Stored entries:
--------------------

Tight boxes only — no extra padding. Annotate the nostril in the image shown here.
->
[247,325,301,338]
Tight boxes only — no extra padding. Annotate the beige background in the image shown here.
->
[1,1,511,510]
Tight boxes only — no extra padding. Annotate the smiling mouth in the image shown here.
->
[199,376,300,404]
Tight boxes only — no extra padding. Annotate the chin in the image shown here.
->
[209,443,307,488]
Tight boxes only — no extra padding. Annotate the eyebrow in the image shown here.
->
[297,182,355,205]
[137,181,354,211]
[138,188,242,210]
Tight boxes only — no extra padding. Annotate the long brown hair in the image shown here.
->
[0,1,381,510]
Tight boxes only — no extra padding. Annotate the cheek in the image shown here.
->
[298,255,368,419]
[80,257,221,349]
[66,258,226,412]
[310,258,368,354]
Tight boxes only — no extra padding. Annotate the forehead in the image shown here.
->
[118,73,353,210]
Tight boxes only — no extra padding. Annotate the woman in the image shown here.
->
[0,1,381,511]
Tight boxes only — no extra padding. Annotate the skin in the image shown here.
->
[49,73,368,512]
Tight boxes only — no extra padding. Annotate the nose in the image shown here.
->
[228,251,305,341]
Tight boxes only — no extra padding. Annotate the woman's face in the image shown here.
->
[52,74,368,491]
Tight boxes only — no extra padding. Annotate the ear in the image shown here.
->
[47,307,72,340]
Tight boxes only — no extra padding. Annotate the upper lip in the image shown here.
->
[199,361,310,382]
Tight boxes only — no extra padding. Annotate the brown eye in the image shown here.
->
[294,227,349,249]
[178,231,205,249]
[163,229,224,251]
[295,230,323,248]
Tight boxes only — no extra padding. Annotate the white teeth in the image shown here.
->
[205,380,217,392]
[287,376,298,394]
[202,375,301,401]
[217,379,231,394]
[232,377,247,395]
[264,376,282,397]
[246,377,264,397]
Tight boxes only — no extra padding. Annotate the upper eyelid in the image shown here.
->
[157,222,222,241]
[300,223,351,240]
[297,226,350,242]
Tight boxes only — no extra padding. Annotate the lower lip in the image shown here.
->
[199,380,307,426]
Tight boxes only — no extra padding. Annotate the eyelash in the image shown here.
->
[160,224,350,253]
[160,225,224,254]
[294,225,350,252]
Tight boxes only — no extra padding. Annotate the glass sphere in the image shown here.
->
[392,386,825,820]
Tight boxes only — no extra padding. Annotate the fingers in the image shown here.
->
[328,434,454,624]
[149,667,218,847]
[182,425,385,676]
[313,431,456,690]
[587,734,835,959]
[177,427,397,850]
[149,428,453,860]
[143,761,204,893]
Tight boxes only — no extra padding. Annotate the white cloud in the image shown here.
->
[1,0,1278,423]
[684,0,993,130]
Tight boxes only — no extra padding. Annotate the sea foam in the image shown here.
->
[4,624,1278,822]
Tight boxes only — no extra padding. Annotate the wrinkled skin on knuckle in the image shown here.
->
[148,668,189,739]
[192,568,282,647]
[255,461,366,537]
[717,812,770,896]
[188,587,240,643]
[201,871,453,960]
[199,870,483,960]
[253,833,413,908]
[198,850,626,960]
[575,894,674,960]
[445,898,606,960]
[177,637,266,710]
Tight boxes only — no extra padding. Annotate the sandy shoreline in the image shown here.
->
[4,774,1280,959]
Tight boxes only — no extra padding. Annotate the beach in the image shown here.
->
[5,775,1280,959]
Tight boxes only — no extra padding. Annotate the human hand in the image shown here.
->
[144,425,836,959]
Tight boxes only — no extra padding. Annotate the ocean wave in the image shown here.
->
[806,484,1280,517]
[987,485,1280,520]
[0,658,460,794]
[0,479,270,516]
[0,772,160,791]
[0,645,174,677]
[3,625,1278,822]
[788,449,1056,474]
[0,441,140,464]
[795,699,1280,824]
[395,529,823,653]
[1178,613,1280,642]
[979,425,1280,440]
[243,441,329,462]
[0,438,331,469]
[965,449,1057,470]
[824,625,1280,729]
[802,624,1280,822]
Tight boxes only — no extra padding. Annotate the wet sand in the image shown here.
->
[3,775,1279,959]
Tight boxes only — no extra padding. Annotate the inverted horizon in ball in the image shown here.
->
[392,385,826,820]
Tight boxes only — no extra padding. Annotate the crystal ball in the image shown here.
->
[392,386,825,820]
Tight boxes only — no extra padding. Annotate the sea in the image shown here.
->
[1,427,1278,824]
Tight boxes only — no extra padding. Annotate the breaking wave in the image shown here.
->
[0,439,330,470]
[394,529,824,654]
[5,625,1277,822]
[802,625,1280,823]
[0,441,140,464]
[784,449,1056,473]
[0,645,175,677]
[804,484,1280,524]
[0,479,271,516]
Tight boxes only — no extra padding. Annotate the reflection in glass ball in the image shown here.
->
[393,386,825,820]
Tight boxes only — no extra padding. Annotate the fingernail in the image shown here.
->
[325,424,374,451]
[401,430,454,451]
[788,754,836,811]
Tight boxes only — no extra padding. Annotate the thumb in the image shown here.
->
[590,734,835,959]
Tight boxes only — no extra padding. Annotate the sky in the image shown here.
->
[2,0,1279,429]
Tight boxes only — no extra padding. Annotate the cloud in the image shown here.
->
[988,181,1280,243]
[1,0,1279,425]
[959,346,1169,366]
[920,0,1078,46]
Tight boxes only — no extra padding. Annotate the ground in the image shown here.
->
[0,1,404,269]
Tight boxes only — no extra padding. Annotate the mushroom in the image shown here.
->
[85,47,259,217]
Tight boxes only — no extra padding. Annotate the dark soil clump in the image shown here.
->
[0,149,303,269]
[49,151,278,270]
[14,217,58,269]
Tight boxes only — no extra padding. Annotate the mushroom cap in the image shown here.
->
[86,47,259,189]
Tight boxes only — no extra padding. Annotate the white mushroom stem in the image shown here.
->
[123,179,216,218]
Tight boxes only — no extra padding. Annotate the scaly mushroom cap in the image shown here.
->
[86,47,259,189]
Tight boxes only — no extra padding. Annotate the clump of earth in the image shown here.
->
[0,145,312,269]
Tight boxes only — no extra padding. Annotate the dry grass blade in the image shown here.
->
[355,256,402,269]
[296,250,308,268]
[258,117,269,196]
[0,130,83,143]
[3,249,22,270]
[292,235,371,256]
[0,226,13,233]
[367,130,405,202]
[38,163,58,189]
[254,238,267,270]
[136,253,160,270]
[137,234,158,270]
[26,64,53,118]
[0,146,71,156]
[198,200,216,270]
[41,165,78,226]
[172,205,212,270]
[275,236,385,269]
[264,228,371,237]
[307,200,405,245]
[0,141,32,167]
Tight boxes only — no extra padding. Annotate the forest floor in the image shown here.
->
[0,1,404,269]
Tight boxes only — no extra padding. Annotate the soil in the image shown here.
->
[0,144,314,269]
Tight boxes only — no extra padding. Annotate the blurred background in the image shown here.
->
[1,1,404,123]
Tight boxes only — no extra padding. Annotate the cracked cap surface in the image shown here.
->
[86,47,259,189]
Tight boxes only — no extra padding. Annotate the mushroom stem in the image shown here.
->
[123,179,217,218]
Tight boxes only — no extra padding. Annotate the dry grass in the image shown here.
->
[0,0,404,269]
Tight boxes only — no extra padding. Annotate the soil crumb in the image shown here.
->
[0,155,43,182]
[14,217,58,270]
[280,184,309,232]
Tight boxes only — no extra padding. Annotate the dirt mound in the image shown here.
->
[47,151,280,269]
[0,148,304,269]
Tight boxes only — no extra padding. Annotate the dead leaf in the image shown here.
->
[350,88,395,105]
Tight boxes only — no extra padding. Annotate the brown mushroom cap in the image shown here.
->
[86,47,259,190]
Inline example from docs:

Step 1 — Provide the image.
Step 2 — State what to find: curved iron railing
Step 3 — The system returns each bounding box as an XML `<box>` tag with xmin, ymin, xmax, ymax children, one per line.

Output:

--------------------

[INSTRUCTIONS FOR THE TASK] Only the number is wanted: how many lines in the entries above include the word "grass"?

[WRITTEN RESPONSE] 2